═══ INFORMATION GIVEN ═══

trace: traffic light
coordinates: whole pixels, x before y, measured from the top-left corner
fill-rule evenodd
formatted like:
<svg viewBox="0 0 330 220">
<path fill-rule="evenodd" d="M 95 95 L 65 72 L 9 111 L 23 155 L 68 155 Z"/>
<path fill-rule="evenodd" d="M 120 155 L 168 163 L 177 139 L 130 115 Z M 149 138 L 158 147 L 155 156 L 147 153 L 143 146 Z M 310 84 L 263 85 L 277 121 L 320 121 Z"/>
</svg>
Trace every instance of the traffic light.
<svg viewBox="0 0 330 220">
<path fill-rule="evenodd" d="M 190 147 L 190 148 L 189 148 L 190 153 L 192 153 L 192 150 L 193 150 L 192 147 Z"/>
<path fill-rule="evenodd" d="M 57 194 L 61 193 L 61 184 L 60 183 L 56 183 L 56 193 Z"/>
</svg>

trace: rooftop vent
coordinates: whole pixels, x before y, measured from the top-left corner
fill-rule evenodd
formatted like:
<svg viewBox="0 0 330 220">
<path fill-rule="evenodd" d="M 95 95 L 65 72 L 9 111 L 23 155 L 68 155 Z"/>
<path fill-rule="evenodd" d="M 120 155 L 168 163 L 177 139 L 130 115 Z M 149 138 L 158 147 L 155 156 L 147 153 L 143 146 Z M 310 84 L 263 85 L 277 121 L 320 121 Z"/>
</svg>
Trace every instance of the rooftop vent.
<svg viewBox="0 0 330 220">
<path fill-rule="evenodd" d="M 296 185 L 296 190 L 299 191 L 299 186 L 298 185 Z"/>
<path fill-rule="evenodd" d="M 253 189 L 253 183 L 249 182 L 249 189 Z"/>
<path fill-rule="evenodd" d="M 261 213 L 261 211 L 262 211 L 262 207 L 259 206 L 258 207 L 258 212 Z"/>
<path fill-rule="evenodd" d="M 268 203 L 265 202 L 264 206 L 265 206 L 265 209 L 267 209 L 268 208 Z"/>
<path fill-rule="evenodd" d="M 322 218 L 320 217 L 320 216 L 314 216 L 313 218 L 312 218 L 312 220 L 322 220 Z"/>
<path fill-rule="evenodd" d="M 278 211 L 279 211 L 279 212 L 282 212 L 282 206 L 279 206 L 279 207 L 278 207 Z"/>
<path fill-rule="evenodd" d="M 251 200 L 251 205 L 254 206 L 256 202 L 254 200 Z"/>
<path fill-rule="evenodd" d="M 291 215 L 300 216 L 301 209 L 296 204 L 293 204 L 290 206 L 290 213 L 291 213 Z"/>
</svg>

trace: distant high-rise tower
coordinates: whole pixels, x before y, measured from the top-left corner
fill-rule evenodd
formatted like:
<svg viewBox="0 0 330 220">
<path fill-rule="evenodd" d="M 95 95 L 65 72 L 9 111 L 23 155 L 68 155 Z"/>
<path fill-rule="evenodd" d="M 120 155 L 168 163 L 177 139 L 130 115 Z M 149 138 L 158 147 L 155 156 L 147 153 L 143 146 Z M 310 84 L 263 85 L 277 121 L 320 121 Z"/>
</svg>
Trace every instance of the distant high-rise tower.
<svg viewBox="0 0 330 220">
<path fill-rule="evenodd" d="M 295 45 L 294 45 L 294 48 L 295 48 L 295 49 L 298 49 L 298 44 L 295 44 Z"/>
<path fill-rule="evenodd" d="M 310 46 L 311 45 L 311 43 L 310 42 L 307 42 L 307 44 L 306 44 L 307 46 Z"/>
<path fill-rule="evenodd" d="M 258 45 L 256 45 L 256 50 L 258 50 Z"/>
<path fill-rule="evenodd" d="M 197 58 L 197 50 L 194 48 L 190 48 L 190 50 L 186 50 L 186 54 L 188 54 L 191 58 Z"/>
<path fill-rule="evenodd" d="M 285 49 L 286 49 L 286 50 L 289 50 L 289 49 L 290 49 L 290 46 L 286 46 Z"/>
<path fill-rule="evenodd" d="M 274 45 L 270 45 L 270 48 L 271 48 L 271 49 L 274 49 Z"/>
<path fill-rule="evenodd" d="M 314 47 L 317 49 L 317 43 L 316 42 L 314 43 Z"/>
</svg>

═══

[EXERCISE DIRECTIONS]: Please reproduce each record precisely as written.

[EXERCISE RESPONSE]:
trace: traffic light
coordinates: whole pixels, x before y, measured from the top-left corner
fill-rule evenodd
formatted like:
<svg viewBox="0 0 330 220">
<path fill-rule="evenodd" d="M 95 95 L 65 72 L 9 111 L 23 155 L 68 155 Z"/>
<path fill-rule="evenodd" d="M 120 155 L 168 163 L 177 139 L 130 115 Z M 149 138 L 158 147 L 155 156 L 147 153 L 143 146 Z M 310 84 L 263 85 L 277 121 L 320 121 Z"/>
</svg>
Trace every instance of the traffic light.
<svg viewBox="0 0 330 220">
<path fill-rule="evenodd" d="M 190 147 L 190 148 L 189 148 L 190 153 L 192 153 L 192 150 L 193 150 L 192 147 Z"/>
<path fill-rule="evenodd" d="M 57 194 L 61 193 L 61 184 L 60 183 L 56 183 L 56 193 Z"/>
</svg>

trace: rooftop vent
coordinates: whole pixels, x before y, measured from the top-left corner
fill-rule evenodd
formatted like:
<svg viewBox="0 0 330 220">
<path fill-rule="evenodd" d="M 95 95 L 65 72 L 9 111 L 23 155 L 68 155 Z"/>
<path fill-rule="evenodd" d="M 120 155 L 168 163 L 177 139 L 130 115 Z M 149 138 L 158 147 L 155 156 L 147 153 L 143 146 Z M 310 84 L 263 85 L 277 121 L 320 121 Z"/>
</svg>
Trace every instance of the rooftop vent.
<svg viewBox="0 0 330 220">
<path fill-rule="evenodd" d="M 296 185 L 296 190 L 299 191 L 299 186 L 298 185 Z"/>
<path fill-rule="evenodd" d="M 253 189 L 253 183 L 249 182 L 249 189 Z"/>
<path fill-rule="evenodd" d="M 261 213 L 261 211 L 262 211 L 262 207 L 259 206 L 258 207 L 258 212 Z"/>
<path fill-rule="evenodd" d="M 268 203 L 265 202 L 264 206 L 265 206 L 265 209 L 267 209 L 268 208 Z"/>
<path fill-rule="evenodd" d="M 322 218 L 320 217 L 320 216 L 314 216 L 313 218 L 312 218 L 312 220 L 322 220 Z"/>
<path fill-rule="evenodd" d="M 278 211 L 279 211 L 279 212 L 282 212 L 282 206 L 279 206 L 279 207 L 278 207 Z"/>
<path fill-rule="evenodd" d="M 251 200 L 251 205 L 254 206 L 256 202 L 254 200 Z"/>
<path fill-rule="evenodd" d="M 291 215 L 300 216 L 301 209 L 296 204 L 293 204 L 290 206 L 290 213 L 291 213 Z"/>
</svg>

trace: distant high-rise tower
coordinates: whole pixels, x before y, measured from the top-left corner
fill-rule evenodd
formatted like:
<svg viewBox="0 0 330 220">
<path fill-rule="evenodd" d="M 95 95 L 65 72 L 9 111 L 23 155 L 68 155 Z"/>
<path fill-rule="evenodd" d="M 120 155 L 168 163 L 177 139 L 130 115 Z M 149 138 L 158 147 L 155 156 L 147 153 L 143 146 Z M 310 84 L 263 85 L 277 121 L 320 121 Z"/>
</svg>
Trace every instance of the distant high-rise tower.
<svg viewBox="0 0 330 220">
<path fill-rule="evenodd" d="M 295 45 L 294 45 L 294 48 L 295 48 L 295 49 L 298 49 L 298 44 L 295 44 Z"/>
<path fill-rule="evenodd" d="M 310 46 L 311 45 L 311 43 L 310 42 L 307 42 L 307 44 L 306 44 L 307 46 Z"/>
<path fill-rule="evenodd" d="M 258 45 L 256 45 L 256 50 L 258 50 Z"/>
<path fill-rule="evenodd" d="M 197 58 L 197 50 L 194 48 L 190 48 L 190 50 L 186 50 L 186 54 L 188 54 L 191 58 Z"/>
<path fill-rule="evenodd" d="M 285 49 L 286 49 L 286 50 L 289 50 L 289 49 L 290 49 L 290 46 L 286 46 Z"/>
<path fill-rule="evenodd" d="M 274 45 L 270 45 L 270 48 L 271 48 L 271 49 L 274 49 Z"/>
<path fill-rule="evenodd" d="M 314 47 L 317 49 L 317 43 L 316 42 L 314 43 Z"/>
</svg>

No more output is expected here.